▸ Exercise requirements:
The data must be transcribed exactly, with no line missing.

▸ Provided data:
════

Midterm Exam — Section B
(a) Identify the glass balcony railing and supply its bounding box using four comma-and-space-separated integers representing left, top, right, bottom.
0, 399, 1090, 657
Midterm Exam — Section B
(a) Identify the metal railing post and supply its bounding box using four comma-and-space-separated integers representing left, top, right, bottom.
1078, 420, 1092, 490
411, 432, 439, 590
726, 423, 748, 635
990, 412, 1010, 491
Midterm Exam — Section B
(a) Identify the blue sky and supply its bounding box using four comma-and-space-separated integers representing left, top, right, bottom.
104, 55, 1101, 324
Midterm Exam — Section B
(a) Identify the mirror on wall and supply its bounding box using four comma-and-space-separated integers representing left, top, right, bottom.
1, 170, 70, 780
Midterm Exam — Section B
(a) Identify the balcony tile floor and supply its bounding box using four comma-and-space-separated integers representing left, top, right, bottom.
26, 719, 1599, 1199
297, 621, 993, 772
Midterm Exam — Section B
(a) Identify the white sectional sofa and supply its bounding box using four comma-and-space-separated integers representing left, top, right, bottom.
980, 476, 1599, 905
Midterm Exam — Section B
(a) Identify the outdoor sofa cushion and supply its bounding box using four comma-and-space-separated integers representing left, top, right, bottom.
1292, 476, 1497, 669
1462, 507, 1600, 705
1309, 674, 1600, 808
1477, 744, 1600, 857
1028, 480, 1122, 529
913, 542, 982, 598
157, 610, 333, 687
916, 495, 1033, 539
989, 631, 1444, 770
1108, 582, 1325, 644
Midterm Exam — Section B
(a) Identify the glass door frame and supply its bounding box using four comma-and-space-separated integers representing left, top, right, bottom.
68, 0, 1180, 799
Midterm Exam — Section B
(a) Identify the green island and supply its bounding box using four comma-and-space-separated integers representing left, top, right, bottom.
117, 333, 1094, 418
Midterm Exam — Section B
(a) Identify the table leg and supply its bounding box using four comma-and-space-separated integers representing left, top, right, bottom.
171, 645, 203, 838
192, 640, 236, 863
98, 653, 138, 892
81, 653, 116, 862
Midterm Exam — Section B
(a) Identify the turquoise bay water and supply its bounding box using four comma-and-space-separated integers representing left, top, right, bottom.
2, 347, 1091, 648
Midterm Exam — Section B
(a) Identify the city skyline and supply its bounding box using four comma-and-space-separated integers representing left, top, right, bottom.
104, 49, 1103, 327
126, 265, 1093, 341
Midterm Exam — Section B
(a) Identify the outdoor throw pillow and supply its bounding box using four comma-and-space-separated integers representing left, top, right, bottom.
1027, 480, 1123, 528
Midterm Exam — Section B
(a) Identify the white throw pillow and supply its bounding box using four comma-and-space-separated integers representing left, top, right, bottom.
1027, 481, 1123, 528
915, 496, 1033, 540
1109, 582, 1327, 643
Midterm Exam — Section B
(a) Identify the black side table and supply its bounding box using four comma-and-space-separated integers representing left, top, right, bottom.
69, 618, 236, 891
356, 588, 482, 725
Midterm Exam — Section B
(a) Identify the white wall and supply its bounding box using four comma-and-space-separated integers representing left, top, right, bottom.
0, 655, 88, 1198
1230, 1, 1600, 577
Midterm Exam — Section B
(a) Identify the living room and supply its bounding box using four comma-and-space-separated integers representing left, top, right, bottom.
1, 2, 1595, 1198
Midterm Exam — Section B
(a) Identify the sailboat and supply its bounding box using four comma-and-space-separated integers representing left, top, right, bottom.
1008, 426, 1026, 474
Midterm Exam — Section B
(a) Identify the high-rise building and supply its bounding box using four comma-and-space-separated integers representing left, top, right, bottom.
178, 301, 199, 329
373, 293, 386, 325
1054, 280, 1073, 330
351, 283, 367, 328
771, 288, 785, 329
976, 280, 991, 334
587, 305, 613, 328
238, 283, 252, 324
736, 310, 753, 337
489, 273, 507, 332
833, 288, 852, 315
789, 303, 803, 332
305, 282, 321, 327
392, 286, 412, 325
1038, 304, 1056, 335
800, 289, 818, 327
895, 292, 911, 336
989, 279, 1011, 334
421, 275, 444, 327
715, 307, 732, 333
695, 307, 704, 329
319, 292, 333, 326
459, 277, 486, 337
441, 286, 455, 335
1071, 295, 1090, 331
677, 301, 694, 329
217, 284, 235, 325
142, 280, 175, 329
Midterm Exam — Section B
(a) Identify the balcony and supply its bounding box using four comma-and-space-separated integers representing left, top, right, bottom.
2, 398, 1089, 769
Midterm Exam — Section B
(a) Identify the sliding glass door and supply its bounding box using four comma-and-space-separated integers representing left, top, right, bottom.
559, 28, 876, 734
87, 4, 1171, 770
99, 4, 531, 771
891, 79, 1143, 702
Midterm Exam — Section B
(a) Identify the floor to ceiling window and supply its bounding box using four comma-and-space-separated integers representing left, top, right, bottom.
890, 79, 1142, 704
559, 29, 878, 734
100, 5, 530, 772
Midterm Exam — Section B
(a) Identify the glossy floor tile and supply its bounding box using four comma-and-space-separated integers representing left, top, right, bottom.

════

▸ Exercise output:
Midterm Exam — Section B
(a) Identify the glass balcony railing and supply its bounding box using four comma-and-space-separated integers representing left, top, right, bottom.
0, 399, 1090, 657
Midterm Exam — Section B
(a) Identify the metal railing post and supply its bounding box using four comma-and-space-separated integers representing left, top, right, bottom.
1078, 420, 1092, 490
411, 432, 439, 590
726, 423, 748, 635
990, 412, 1010, 491
Midterm Exam — Section B
(a) Identify the blue sky and supply its bounding box using four comma-and-space-separated integers representing left, top, right, bottom.
104, 55, 1101, 324
Midterm Exam — Section B
(a) Identify the mirror on wall and supply its bounding box using four comma-and-space-separated integers representing left, top, right, bottom.
1, 170, 70, 780
Midterm Exam — Section B
(a) Identify the balcony tile floor and supply its bounding box using four comma-and-space-separated integers representing left, top, right, bottom.
26, 719, 1599, 1199
297, 621, 993, 772
Midterm Exam — Section B
(a) Identify the white sectional sofa and supply its bounding box using four comma-and-space-separated integers representing left, top, right, bottom.
980, 476, 1599, 905
Midterm Exam — Section B
(a) Identify the outdoor sofa cushion and supply its bounding box using four comma-and-space-separated integers representing left, top, right, bottom.
1292, 476, 1497, 669
1462, 507, 1600, 705
1309, 674, 1600, 808
1477, 744, 1600, 857
1028, 480, 1122, 529
913, 542, 982, 598
157, 610, 333, 687
916, 495, 1033, 539
989, 631, 1444, 770
1108, 582, 1325, 644
Midterm Exam — Section B
(a) Identify the glass door frame and supply its bounding box using four comma-and-space-separated integers representing left, top, right, bottom.
68, 0, 1180, 799
Midterm Exam — Section B
(a) Identify the green island and supply its bounding box using four comma-and-space-separated integers representing left, top, right, bottom.
117, 333, 1094, 418
Midterm Exam — Section B
(a) Identify the table leg and supply its bounding box using four comma-and-space-separated integers representing left, top, right, bottom.
171, 645, 203, 838
192, 640, 236, 863
98, 653, 138, 892
81, 653, 116, 862
Midterm Exam — Section B
(a) Identify the turquoise bay water and supply its bounding box using four comma-and-space-separated integers representing left, top, right, bottom.
2, 347, 1091, 648
Midterm Exam — Section B
(a) Identify the city skyline and supply its bounding box using four comma-and-space-separated integers representing left, top, right, bottom.
104, 49, 1103, 327
126, 265, 1093, 341
Midterm Exam — Section B
(a) Identify the outdoor throw pillow and supply its bounding box using four comma-and-space-separated integers representing left, top, right, bottom.
1027, 480, 1123, 528
Midterm Exam — Section B
(a) Identify the white throw pillow and supply its bounding box using four comma-and-space-separated integers representing left, top, right, bottom.
1027, 481, 1123, 528
915, 496, 1033, 540
1109, 582, 1327, 643
Midterm Exam — Section B
(a) Identify the black side table and supply its bounding box using four comma-and-space-separated integers representing left, top, right, bottom.
69, 618, 236, 891
356, 588, 482, 725
Midterm Exam — Section B
(a) Identify the white wall and supply its bounding box using four comma-and-space-separated integers representing left, top, right, bottom.
0, 655, 88, 1198
1230, 1, 1600, 577
Midterm Exam — Section B
(a) Identify the living room and supply its bounding box using four comma-and-space-separated integers representing left, top, right, bottom.
1, 2, 1595, 1198
Midterm Exam — Section B
(a) Identify the sailboat and supply its bounding box using four comma-and-space-separated integers representing left, top, right, bottom.
1008, 426, 1026, 474
Midterm Exam — Section B
(a) Identify the high-rise building and supply its bounding box using four comma-and-space-separated integers representing left, top, right, bottom.
178, 301, 199, 329
373, 293, 386, 325
1054, 280, 1073, 330
351, 283, 367, 328
771, 288, 785, 329
976, 280, 991, 334
587, 305, 613, 328
238, 283, 252, 324
736, 310, 753, 337
489, 273, 507, 332
833, 288, 852, 315
789, 303, 803, 332
305, 282, 321, 327
392, 286, 412, 325
1038, 304, 1056, 335
800, 289, 818, 327
895, 292, 911, 336
989, 279, 1011, 334
421, 275, 444, 327
715, 307, 732, 333
695, 307, 704, 329
319, 292, 333, 326
459, 277, 486, 337
441, 286, 455, 335
1071, 295, 1090, 331
677, 301, 694, 329
217, 284, 235, 325
142, 280, 175, 329
Midterm Exam — Section B
(a) Identify the balcony and supply its bounding box using four comma-and-space-separated integers representing left, top, right, bottom.
2, 398, 1089, 769
Midterm Exam — Section B
(a) Identify the sliding glass door and supply its bounding box using four comma-and-space-separated integers representing left, top, right, bottom.
559, 28, 876, 734
87, 4, 1171, 770
99, 4, 531, 771
891, 79, 1143, 702
Midterm Exam — Section B
(a) Identify the floor to ceiling window and supply its bounding box using four comma-and-space-separated integers representing left, top, right, bottom.
890, 79, 1142, 704
559, 29, 878, 734
100, 5, 530, 772
Midterm Exam — Section B
(a) Identify the glossy floor tile and supply its bounding box using four comma-and-space-separated integers representing left, top, right, bottom.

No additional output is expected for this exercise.